- Reading text -

start

Best Practices In Scientific Computing

Overview

Teaching: 15 min
Exercises: 0 min

Questions

What does best practice mean?

What should I be doing?

What should I try to avoid?

Objectives

Appreciate guidelines for best practice

Work through an exercise demonstrating some of these practices

Be less scared about testing and documentation

Background

Writing software is an integral component of the research activities of many astronomers. Increasingly, such software is written in collaborative efforts involving multiple researchers across multiple institutions. Despite this, training for astronomy students and early career researchers in best practices for collaborative software development is often informal and fails to make use of software industry knowledge. The goal of this course is to fill this training gap.

In this course you will be guided through the development of a software package, beginning at proof of concept, and finishing with a project that is findable, accessible, interoperable, reusable (FAIR), and citable by others. This course is presented in lessons which represent development cycles. Each cycle will be another step along the path of making code that you are proud of and can be recognized for.

At the beginning of this course you will be taken through a typical research driven development phase. In this phase we will create a proof of concept code which we then build on throughout the course. This project is extremely simple in scope as it intended to be a minimum working example that we can use to demonstrate various development techniques. Many of the examples in this course will refer to the example code. If you have an existing software project we recommend that you use that project when doing the various activities as you will encounter more issues, learn more techniques, and the solutions to the activities will be directly usable and beneficial to you.

Best Practices In Scientific Computing

While computer science and software engineering have different goals than scientific computing, many of the best practices in these disciplines are still applicable to scientific computing.

Since the top priority of scientific computing is to have software that produces correct results, we can make our lives easier by adopting practices that make our code or scripts easier to understand (by humans) so that errors can be found and fixed easily. Additionally, since our research work is continuously changing it is very likely that we will revisit our scripts to re-use them (in part or in whole) or expand their use. Here again readability and clarity will be of benefit, but so will version control, and modularization.

Here are some guiding principles that should be followed when planning or writing scripts, regardless of language:

Guideline	Description
Clarity over efficiency	Prioritize writing clear code over efficient code. Make use of programming idioms¹. Do standard things in standard ways. Write code for humans to understand in the first instance, and only secondarily for computers.
Naming is important	Choose meaningful and useful names for variables/functions/classes/scripts. Typically: objects are nouns, functions are verbs, pluralize variables that represent lists or collections. Unhelpful names can be annoying to work with, whilst confusing names can be downright destructive.
Don’t repeat yourself	When something works reuse it. Bundle repeated code into functions and call those functions. Bundle functions into modules that can be imported. Write simple (single intent) tools that can be easily incorporated into larger workflows.
Don’t repeat others	If something seems routine then there is almost always an existing solution that you can rely on. Look for existing libraries/modules or programs that you can make use of. Don’t reinvent the wheel²
Document	You will forget what you did and why you did it. Write yourself a document that describes the problem you were trying to solve, the approach that you took, and how you solved it. If the solution is a script, then describe how to use the script including the inputs, what options are available, and what the output is. This can be a `README.md` file, docstrings (in python) or a pdf. The format is less important than the fact that the documentation exists.

end

(Position annotation rows)
start

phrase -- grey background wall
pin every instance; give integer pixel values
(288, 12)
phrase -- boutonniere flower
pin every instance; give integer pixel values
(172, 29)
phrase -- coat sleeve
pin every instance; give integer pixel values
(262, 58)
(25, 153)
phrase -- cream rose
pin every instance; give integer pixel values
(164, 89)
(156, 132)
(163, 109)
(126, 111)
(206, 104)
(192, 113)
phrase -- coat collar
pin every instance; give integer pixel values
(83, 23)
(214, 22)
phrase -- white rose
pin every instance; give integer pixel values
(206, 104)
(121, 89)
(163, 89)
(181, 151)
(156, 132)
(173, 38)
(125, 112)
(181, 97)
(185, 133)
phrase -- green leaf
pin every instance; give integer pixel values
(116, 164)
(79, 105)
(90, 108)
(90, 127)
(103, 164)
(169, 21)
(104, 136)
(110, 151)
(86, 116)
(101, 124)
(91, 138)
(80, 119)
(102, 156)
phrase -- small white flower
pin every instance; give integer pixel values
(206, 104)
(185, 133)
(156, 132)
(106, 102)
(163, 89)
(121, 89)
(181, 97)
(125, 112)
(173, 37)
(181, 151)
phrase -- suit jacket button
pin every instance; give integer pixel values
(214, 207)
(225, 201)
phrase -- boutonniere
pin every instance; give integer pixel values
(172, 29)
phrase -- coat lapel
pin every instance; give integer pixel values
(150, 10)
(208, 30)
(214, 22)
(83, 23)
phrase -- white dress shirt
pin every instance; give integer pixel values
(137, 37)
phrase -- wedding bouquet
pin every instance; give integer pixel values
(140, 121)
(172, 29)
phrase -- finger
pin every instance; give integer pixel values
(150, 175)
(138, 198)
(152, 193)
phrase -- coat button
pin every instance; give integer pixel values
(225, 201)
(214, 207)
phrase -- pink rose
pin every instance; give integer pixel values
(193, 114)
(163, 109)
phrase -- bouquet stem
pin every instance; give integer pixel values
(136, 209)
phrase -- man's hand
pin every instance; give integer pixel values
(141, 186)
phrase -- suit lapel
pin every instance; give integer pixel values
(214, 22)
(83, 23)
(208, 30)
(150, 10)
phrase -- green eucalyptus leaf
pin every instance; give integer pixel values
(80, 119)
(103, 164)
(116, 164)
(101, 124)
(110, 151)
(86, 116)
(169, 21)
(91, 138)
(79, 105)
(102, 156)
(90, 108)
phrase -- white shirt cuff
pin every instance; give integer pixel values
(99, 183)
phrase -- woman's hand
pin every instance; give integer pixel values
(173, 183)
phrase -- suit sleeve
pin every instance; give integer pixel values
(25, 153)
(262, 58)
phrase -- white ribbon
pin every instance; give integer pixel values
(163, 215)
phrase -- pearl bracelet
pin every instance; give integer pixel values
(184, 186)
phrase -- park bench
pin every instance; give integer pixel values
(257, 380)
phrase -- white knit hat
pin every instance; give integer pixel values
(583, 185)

end

- Written request -
In the text on best practices in scientific computing, replace "development cycles" with "iterations" and write out the part starting at "In this course you" and ending at "be recognized for.".

- Answer for this exercise -
In this course you will be guided through the development of a software package, beginning at proof of concept, and finishing with a project that is findable, accessible, interoperable, reusable (FAIR), and citable by others. This course is presented in lessons which represent iterations. Each cycle will be another step along the path of making code that you are proud of and can be recognized for.